How to complete this task:
Search the entries below for the string "ship" and copy the lines that hold it.

**** Dataset entries ****

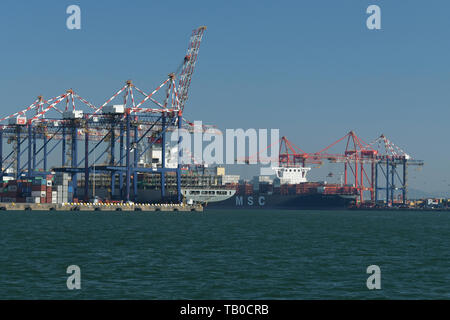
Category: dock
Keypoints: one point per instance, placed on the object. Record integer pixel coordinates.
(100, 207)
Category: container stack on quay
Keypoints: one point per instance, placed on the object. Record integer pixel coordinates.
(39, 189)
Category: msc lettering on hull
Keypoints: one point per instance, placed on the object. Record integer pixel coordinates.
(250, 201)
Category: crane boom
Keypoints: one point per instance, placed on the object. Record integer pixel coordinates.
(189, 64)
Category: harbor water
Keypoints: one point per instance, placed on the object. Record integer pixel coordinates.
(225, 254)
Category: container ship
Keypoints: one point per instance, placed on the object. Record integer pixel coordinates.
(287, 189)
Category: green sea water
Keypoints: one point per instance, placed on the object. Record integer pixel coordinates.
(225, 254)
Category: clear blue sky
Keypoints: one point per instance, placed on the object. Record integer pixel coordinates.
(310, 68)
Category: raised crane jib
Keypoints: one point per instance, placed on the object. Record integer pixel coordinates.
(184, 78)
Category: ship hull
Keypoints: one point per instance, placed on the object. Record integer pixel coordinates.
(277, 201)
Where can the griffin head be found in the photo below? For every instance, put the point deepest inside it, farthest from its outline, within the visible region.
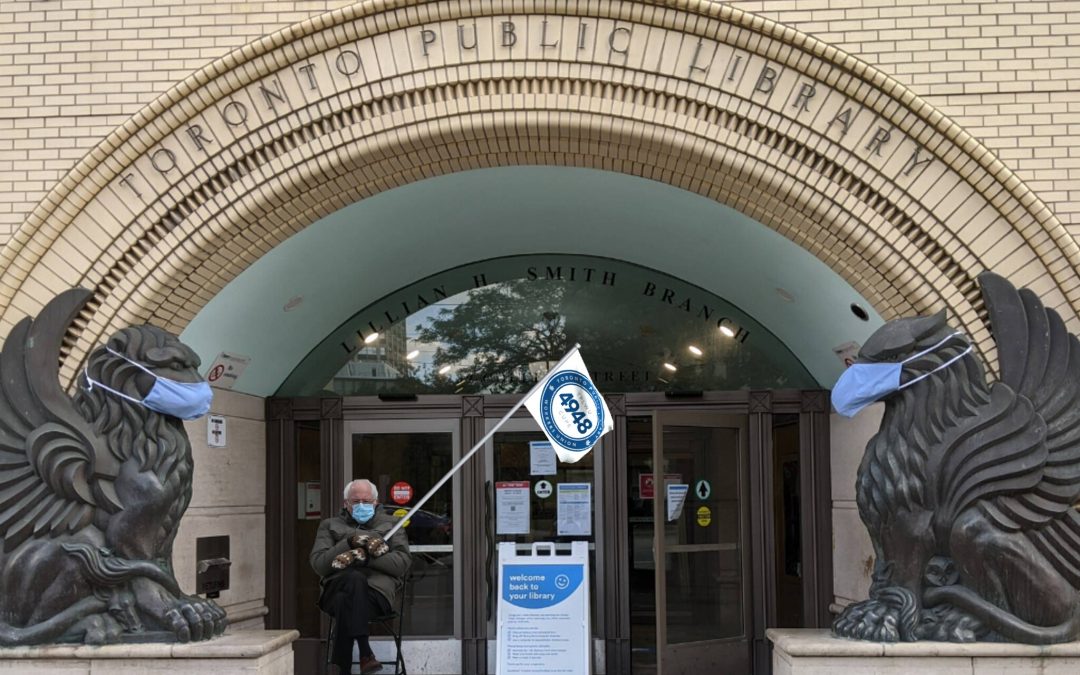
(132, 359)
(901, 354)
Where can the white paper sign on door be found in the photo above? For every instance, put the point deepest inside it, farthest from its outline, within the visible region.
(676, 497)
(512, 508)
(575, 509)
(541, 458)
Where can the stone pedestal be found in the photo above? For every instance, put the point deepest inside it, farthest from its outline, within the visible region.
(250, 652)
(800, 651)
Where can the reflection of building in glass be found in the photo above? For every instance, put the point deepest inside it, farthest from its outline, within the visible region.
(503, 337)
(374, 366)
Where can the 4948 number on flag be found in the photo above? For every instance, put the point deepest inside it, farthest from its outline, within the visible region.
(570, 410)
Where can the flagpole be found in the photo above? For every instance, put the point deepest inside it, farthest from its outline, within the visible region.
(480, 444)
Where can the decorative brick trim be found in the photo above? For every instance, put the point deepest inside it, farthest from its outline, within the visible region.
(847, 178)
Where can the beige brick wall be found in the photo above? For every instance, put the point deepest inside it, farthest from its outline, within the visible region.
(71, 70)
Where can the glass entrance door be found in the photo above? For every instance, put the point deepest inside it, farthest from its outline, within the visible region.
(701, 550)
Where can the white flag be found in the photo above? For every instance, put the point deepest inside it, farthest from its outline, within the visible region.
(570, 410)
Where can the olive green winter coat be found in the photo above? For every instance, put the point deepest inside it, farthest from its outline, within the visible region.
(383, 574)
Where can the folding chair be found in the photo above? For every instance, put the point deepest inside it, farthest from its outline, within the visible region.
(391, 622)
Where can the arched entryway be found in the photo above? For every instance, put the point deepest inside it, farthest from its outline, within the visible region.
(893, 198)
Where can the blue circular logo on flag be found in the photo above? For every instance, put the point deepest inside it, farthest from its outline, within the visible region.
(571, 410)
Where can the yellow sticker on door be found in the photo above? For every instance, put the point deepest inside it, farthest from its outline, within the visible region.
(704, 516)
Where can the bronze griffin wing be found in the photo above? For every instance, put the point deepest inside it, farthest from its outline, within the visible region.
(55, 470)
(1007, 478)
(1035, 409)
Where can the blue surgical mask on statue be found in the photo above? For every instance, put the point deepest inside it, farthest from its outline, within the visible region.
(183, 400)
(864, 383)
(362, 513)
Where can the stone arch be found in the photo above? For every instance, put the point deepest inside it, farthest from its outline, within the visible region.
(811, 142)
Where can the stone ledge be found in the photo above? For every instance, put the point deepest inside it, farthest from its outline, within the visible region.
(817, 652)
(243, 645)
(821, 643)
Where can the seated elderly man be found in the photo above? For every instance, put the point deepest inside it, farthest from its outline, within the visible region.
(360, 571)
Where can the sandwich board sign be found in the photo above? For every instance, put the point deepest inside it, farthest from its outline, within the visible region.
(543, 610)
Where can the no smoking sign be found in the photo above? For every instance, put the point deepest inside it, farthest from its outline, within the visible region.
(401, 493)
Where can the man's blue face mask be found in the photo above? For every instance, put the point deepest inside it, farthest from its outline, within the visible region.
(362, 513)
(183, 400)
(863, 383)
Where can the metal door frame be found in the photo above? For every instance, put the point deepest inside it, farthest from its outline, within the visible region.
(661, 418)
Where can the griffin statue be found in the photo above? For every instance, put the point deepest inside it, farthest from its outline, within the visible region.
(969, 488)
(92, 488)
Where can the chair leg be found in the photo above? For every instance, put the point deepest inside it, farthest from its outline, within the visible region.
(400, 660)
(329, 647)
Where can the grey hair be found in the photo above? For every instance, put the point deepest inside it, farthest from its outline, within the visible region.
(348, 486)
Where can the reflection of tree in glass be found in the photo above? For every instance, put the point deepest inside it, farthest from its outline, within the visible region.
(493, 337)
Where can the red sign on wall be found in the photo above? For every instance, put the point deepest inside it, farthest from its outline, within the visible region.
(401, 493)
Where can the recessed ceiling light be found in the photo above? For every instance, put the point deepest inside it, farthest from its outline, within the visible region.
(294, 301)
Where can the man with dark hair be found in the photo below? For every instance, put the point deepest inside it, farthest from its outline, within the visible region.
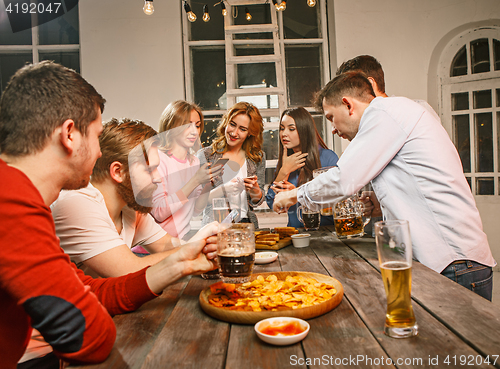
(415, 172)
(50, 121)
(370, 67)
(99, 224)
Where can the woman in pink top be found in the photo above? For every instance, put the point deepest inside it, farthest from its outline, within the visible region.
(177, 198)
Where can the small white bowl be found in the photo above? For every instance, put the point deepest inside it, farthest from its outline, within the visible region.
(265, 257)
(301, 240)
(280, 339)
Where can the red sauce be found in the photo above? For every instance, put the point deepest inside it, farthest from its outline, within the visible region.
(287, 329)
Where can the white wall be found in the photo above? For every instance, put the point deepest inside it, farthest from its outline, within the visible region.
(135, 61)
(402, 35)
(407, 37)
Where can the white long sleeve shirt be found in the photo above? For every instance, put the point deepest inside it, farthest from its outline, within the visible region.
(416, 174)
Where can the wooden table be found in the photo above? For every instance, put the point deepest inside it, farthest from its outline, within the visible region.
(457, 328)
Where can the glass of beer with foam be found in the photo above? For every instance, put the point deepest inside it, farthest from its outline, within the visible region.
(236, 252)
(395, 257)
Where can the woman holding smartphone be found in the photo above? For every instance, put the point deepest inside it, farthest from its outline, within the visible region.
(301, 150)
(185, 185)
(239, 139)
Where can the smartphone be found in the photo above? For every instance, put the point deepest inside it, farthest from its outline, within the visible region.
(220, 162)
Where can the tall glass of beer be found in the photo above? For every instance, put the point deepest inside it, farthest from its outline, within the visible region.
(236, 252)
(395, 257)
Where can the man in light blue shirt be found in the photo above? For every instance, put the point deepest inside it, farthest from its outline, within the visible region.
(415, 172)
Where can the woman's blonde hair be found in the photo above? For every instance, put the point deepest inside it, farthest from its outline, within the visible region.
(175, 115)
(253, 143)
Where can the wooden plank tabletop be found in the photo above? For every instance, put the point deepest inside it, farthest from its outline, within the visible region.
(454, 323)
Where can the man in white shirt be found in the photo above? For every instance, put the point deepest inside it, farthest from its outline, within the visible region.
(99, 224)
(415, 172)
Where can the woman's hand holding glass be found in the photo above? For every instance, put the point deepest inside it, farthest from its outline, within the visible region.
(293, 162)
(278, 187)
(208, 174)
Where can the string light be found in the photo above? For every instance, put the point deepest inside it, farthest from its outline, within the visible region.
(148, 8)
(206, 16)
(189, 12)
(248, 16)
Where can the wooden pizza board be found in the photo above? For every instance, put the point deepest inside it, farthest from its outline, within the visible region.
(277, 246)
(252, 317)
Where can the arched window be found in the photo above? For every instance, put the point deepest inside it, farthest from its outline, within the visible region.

****

Answer box:
Category: container ship
Category: ship hull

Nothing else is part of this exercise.